===== Material fornecido =====

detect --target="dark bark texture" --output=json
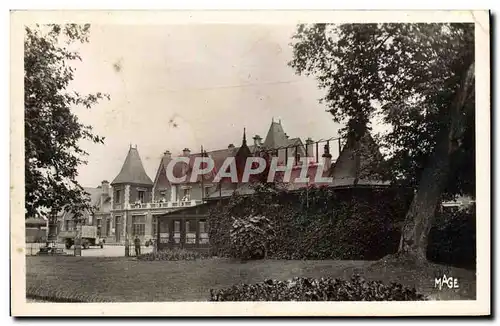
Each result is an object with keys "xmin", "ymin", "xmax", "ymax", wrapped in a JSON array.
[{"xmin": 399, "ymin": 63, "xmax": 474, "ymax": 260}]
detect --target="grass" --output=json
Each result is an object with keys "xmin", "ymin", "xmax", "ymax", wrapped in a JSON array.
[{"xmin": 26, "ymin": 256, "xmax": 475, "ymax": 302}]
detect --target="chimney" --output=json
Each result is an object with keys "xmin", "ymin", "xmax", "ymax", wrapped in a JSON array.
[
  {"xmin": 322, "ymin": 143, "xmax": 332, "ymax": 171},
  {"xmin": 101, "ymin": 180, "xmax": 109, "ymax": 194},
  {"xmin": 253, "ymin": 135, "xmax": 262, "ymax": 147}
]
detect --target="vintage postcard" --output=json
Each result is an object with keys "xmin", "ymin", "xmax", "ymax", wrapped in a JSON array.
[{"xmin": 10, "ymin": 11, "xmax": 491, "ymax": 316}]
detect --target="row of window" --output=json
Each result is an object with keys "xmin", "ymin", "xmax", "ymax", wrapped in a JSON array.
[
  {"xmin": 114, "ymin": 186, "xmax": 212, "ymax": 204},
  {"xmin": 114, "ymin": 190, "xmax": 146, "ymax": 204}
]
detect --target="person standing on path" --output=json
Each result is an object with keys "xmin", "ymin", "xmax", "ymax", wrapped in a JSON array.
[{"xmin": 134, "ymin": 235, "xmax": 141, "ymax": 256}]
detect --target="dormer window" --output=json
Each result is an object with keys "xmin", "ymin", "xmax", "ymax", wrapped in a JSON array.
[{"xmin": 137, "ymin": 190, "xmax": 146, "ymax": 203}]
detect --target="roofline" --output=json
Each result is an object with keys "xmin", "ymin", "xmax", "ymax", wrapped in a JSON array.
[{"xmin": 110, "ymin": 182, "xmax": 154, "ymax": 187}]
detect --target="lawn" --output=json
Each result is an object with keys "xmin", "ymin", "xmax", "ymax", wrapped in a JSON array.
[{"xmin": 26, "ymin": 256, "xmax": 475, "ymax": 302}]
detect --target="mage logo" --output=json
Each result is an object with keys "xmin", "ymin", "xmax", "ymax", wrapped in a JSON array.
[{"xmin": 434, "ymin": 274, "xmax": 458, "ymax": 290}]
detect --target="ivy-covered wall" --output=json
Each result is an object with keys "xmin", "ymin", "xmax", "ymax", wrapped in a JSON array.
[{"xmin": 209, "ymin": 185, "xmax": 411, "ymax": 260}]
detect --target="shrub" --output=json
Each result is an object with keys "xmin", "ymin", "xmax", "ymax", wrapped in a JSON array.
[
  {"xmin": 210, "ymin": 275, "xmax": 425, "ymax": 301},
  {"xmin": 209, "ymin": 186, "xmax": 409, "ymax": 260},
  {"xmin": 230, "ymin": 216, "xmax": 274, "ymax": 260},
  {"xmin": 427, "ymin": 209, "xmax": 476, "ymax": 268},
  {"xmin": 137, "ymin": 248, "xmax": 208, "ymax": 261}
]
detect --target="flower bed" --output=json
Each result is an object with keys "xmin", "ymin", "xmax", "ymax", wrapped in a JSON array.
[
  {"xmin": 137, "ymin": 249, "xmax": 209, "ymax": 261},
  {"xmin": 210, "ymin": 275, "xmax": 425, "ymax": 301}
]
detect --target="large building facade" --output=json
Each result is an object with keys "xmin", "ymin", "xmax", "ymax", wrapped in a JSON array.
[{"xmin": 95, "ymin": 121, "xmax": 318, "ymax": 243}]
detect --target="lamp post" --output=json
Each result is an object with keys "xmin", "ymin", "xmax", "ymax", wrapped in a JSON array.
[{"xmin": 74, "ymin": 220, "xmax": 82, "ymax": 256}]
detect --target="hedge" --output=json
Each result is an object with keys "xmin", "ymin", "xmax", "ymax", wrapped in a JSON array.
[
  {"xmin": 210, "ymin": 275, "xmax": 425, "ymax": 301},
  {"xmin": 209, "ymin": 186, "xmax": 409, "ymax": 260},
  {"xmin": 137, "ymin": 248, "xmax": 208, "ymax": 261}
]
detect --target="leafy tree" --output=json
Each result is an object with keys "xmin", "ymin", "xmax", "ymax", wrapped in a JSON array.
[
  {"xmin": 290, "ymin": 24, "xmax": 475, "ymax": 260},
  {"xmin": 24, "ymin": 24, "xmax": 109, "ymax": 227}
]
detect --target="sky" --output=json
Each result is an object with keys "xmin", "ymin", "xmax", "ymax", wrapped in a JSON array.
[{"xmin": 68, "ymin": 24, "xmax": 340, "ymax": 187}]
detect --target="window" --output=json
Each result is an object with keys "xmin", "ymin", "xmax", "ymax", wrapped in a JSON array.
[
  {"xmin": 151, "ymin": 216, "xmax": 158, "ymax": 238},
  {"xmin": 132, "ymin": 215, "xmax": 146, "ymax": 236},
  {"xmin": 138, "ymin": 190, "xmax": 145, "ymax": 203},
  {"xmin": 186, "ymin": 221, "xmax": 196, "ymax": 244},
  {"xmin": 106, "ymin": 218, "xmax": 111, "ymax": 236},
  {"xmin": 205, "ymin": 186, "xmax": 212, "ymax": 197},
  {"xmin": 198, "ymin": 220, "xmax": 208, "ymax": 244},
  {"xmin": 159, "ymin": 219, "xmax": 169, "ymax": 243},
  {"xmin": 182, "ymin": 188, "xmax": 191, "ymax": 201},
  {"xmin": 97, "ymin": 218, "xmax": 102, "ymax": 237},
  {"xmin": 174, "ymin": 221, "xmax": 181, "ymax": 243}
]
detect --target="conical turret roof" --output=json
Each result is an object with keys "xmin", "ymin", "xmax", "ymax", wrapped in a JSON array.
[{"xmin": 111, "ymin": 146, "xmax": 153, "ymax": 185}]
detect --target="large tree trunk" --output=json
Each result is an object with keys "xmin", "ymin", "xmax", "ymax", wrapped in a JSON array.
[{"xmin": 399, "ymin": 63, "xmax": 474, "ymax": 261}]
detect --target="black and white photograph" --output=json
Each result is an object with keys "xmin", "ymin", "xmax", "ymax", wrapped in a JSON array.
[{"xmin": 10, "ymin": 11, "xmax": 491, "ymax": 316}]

=====
===== Material fornecido =====

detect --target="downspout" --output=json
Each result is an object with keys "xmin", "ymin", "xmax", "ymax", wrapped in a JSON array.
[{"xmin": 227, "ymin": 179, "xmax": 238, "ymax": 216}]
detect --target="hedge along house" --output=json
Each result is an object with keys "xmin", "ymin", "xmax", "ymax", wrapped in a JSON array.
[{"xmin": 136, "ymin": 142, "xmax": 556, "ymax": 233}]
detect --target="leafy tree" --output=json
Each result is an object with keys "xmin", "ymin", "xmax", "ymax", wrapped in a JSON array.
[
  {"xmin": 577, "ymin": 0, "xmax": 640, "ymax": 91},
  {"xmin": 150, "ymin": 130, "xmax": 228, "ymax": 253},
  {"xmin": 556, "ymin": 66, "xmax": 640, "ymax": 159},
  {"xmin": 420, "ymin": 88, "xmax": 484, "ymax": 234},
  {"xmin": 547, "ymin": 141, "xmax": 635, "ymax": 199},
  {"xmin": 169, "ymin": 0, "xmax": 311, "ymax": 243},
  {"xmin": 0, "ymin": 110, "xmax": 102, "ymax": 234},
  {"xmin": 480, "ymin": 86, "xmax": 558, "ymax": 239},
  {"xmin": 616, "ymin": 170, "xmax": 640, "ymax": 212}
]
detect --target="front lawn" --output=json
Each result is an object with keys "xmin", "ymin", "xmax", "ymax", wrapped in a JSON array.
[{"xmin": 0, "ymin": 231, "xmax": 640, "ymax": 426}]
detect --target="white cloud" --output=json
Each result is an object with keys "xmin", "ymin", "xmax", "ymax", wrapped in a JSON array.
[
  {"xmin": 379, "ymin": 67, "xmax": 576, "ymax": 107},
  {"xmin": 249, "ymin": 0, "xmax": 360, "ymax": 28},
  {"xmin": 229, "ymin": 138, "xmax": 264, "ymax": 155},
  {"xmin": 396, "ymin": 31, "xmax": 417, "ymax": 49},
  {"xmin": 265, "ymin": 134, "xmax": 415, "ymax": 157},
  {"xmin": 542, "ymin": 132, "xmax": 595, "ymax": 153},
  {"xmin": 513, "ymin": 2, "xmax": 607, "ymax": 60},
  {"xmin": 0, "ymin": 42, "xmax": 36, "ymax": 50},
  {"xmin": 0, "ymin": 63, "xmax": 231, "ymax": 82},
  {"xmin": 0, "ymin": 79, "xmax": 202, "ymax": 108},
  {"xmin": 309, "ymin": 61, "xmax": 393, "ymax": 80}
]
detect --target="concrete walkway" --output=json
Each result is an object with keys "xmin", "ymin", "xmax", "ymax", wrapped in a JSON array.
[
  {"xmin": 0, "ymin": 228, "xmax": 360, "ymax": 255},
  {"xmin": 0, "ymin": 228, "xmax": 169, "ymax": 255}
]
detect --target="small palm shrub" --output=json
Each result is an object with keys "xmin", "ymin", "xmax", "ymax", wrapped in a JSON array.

=====

Informe, copiando cada uma na íntegra, todas as linhas dos registros acima que contêm a sequência "lawn". Maiúsculas e minúsculas fazem diferença.

(Resposta esperada)
detect --target="lawn" --output=json
detect --target="front lawn" --output=json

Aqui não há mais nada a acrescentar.